• EXTRACT TO READ
-.-.-
Are the top 2 political? I guess you can make the argument about the extremely Irish Wolfwalkers. Is “Oliver Cromwell was a bad dude” divisive? I’m out of the loop on this one. Wolfwalkers certainly does him no favors1, and I’ve yet to see a pro-Cromwell work of art as beautiful. But if there’s a film that can play equally to left and right, white and black, Irish and English, it’s Dick Johnson Is Dead. Documentarian Kirsten Johnson realized that she had no footage of her late mother pre-Alzheimer’s, so she decides to film her father and as a goof they stage his death, over and over. The result is a film difficult to categorize. Black comedy elderly hangout documentary? Whatever it is, it’s profound and touching, and I think about it frequently.
-.-.-
• RAW DATA
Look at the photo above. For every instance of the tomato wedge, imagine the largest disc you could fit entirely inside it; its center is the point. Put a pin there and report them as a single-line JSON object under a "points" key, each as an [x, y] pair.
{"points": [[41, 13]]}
-.-.-
• YOUR OBJECTIVE
Quote the passage from the film commentary above, starting at "Are the top" and ending at "about it frequently.".

• EXERCISE RESULT
Are the top 2 political? I guess you can make the argument about the extremely Irish Wolfwalkers. Is “Oliver Cromwell was a bad dude” divisive? I’m out of the loop on this one. Wolfwalkers certainly does him no favors1, and I’ve yet to see a pro-Cromwell work of art as beautiful. But if there’s a film that can play equally to left and right, white and black, Irish and English, it’s Dick Johnson Is Dead. Documentarian Kirsten Johnson realized that she had no footage of her late mother pre-Alzheimer’s, so she decides to film her father and as a goof they stage his death, over and over. The result is a film difficult to categorize. Black comedy elderly hangout documentary? Whatever it is, it’s profound and touching, and I think about it frequently.